*Exercise directions*: Lines containing the word "wall" are the ones to copy from the records below.

○ ○ ○ ○

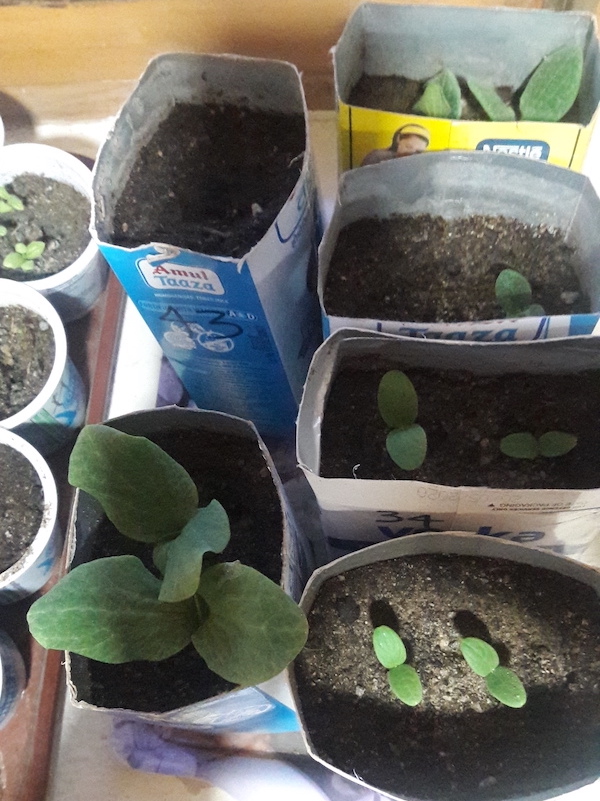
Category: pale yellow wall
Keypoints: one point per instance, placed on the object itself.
(111, 41)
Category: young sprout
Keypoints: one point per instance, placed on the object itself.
(524, 445)
(403, 679)
(9, 202)
(502, 683)
(397, 402)
(23, 256)
(513, 293)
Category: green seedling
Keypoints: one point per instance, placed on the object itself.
(115, 610)
(547, 96)
(554, 85)
(23, 256)
(9, 202)
(502, 683)
(403, 679)
(397, 402)
(513, 294)
(524, 445)
(441, 97)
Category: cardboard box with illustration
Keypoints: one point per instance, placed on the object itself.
(489, 56)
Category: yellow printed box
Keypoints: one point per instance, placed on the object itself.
(496, 46)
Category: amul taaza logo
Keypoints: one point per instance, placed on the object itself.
(164, 275)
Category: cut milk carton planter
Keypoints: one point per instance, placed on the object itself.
(536, 608)
(358, 511)
(452, 186)
(73, 290)
(238, 330)
(220, 452)
(499, 46)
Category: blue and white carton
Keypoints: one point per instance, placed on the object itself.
(356, 512)
(458, 184)
(239, 332)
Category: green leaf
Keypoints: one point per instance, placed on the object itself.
(513, 292)
(397, 399)
(407, 446)
(554, 86)
(556, 443)
(35, 249)
(433, 103)
(180, 560)
(479, 655)
(491, 102)
(109, 610)
(388, 646)
(520, 446)
(406, 684)
(13, 261)
(505, 686)
(143, 491)
(252, 630)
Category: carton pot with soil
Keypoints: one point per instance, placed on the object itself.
(418, 246)
(454, 740)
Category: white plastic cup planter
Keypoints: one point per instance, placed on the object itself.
(12, 678)
(73, 290)
(49, 419)
(34, 568)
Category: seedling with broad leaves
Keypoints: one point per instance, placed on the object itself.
(116, 610)
(502, 683)
(398, 405)
(548, 94)
(524, 445)
(403, 679)
(514, 295)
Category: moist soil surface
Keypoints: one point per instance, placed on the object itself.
(399, 94)
(459, 743)
(425, 268)
(21, 505)
(465, 417)
(56, 214)
(233, 471)
(26, 357)
(212, 179)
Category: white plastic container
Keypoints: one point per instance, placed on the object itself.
(73, 290)
(33, 569)
(51, 416)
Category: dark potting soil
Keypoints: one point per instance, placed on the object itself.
(233, 471)
(26, 357)
(425, 268)
(212, 179)
(21, 505)
(459, 743)
(55, 213)
(399, 94)
(465, 417)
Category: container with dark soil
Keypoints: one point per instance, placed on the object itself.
(418, 249)
(470, 397)
(539, 611)
(387, 54)
(205, 207)
(227, 462)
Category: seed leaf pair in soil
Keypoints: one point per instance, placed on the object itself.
(524, 445)
(115, 610)
(514, 294)
(398, 405)
(547, 96)
(502, 683)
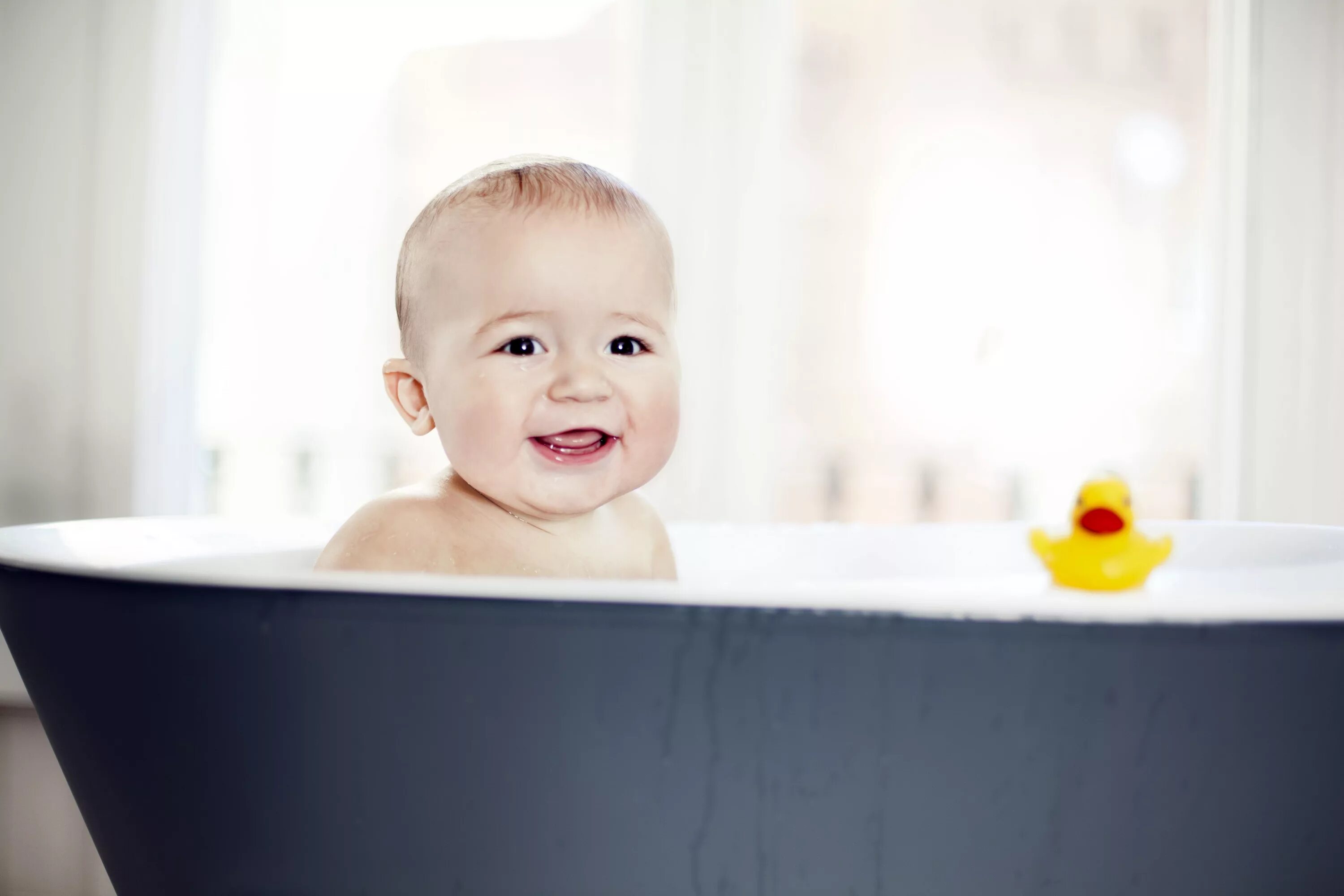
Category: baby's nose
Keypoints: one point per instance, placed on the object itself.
(580, 381)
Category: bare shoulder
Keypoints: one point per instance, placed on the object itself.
(638, 513)
(404, 531)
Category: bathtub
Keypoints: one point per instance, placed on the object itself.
(812, 710)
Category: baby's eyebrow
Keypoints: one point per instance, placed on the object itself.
(500, 319)
(642, 320)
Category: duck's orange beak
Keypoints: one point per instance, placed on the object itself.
(1101, 521)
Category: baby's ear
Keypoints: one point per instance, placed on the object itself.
(408, 396)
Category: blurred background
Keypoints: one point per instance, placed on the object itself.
(937, 260)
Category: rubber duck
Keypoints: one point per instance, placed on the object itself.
(1104, 552)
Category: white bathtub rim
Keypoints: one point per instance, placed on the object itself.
(1026, 598)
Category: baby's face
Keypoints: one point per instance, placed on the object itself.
(549, 361)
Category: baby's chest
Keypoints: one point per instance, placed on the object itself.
(616, 556)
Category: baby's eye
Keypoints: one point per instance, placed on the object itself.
(627, 346)
(522, 346)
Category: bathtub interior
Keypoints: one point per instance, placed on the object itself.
(1233, 571)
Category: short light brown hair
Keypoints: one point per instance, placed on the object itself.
(521, 183)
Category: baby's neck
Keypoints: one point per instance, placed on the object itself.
(576, 524)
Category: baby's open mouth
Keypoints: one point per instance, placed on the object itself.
(574, 443)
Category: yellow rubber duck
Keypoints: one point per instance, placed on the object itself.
(1104, 552)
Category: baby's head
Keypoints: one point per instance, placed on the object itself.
(535, 302)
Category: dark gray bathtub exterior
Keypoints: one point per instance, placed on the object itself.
(246, 741)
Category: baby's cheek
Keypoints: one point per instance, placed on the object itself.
(660, 418)
(472, 433)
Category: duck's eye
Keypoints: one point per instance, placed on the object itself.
(522, 346)
(627, 346)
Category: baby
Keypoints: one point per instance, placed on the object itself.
(535, 302)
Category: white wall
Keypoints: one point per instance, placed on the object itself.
(1284, 416)
(74, 111)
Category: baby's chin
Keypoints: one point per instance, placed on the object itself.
(562, 503)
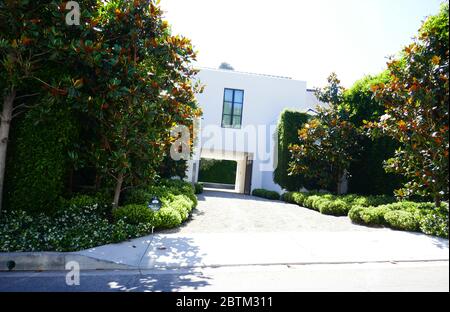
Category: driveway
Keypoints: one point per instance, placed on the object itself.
(224, 212)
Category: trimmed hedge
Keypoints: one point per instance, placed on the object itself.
(334, 205)
(38, 159)
(378, 210)
(198, 188)
(406, 216)
(287, 133)
(266, 194)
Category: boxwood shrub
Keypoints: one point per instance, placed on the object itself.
(198, 188)
(402, 220)
(134, 214)
(85, 222)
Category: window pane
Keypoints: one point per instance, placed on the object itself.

○ ○ ○ ○

*Response to this exercise*:
Category: pale yellow wall
Category: white wall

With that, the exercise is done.